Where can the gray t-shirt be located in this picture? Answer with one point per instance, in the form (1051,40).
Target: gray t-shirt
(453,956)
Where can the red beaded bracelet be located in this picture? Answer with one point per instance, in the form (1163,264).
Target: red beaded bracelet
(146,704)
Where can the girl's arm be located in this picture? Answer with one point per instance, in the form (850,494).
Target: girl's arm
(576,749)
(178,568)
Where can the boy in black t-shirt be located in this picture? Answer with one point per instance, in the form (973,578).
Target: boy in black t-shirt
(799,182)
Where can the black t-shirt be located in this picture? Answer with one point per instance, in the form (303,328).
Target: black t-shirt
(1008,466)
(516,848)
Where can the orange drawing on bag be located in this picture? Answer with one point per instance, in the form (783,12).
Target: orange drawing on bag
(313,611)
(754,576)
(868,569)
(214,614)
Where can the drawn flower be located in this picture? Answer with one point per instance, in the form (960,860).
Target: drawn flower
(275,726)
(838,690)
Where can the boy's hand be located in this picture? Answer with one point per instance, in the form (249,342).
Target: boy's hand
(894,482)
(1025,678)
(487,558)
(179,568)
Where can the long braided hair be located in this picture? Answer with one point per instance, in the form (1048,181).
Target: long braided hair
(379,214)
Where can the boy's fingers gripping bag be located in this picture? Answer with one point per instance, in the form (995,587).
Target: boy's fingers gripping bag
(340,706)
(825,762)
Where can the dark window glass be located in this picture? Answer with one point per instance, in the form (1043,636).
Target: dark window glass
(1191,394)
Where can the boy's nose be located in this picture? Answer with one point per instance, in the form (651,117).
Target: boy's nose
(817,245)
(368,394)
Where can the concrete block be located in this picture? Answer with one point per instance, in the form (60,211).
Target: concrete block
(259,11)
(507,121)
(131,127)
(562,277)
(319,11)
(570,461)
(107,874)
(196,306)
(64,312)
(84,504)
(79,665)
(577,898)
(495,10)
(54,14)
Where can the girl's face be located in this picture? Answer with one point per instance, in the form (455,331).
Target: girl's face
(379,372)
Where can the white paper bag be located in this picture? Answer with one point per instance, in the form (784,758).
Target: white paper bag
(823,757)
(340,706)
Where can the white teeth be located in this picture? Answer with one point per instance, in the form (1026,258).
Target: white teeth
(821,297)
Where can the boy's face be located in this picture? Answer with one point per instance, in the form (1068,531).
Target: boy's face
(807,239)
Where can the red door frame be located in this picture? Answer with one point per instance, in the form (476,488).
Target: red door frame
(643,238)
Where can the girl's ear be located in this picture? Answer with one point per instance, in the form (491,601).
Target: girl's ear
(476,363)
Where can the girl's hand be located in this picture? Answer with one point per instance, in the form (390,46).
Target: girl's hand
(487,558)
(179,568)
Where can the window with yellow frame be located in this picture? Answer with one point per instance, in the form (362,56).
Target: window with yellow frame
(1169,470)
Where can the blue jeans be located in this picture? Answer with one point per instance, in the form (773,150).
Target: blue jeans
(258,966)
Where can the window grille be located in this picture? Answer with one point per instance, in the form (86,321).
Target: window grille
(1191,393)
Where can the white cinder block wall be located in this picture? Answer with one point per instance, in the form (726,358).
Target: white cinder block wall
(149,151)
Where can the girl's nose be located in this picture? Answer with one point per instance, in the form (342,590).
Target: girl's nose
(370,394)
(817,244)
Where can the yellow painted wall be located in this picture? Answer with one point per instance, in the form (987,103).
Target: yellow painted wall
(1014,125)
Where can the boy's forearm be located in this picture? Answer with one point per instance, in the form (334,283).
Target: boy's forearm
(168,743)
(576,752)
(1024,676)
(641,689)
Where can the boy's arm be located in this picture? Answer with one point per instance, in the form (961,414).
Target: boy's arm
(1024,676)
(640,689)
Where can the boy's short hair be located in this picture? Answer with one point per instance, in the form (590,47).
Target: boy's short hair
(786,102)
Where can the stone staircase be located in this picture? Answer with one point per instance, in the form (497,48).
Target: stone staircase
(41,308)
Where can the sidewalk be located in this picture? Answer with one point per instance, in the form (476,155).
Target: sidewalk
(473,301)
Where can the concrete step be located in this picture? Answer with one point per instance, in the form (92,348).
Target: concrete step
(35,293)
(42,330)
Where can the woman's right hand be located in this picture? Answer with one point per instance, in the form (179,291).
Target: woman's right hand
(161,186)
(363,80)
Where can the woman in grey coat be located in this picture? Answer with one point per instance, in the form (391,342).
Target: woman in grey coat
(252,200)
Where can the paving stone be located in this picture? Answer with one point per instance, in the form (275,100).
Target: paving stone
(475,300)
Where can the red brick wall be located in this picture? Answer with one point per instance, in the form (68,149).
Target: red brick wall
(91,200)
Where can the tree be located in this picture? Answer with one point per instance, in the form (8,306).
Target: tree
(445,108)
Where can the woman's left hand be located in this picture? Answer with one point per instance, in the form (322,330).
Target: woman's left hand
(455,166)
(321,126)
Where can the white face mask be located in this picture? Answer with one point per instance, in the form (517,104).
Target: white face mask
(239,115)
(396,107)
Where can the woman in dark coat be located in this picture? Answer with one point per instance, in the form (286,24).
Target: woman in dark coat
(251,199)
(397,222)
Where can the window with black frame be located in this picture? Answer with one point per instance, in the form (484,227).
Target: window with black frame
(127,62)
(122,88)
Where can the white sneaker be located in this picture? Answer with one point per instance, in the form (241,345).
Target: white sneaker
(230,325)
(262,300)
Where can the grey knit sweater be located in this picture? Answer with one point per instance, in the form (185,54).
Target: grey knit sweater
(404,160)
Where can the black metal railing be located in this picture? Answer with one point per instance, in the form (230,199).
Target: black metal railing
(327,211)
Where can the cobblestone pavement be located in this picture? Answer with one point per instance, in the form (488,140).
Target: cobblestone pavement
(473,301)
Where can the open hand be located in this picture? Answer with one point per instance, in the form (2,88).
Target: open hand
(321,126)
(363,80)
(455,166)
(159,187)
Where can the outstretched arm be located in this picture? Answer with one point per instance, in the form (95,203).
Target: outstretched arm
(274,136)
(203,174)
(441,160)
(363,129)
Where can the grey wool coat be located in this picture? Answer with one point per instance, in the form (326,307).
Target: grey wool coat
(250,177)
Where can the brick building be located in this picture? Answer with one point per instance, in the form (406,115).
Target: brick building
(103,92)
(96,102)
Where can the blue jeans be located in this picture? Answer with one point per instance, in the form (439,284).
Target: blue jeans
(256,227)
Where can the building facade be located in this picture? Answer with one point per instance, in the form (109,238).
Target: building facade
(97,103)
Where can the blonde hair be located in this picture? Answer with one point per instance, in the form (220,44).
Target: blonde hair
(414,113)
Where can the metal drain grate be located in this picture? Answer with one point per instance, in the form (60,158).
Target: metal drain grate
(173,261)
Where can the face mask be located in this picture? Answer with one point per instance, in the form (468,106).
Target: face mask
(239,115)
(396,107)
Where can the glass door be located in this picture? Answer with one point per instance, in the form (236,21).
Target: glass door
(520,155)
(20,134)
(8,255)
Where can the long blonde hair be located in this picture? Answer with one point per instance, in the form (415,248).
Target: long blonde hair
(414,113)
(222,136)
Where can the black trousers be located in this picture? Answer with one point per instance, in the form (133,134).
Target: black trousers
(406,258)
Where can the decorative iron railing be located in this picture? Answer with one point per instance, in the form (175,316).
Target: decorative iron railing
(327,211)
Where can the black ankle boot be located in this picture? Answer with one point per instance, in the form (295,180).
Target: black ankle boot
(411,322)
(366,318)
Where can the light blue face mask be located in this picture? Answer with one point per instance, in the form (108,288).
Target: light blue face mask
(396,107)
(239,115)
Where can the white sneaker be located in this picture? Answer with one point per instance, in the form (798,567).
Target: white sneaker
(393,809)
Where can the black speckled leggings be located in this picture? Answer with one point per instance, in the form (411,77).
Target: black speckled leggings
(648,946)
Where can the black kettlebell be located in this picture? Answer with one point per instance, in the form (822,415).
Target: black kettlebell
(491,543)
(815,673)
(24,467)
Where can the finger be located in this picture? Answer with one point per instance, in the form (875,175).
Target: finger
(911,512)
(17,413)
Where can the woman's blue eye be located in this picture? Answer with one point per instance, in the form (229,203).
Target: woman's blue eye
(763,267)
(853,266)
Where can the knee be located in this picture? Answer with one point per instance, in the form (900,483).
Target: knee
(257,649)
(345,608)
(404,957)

_Task to carry out:_ Given the records above, restate word for word only the lines starting at the one with "Where can the glass" and ending at the one with "Where can the black trousers".

_Answer to this problem:_
Where can the glass door be located in this picture? Answer with one point per instance, in the form (236,21).
Target: glass door
(520,155)
(20,134)
(8,255)
Where can the long blonde hair be located in this picture? Answer with one point per instance, in the form (415,248).
Target: long blonde hair
(414,113)
(222,136)
Where can the black trousers be located in this picture? Answer with one point per instance, in the form (133,134).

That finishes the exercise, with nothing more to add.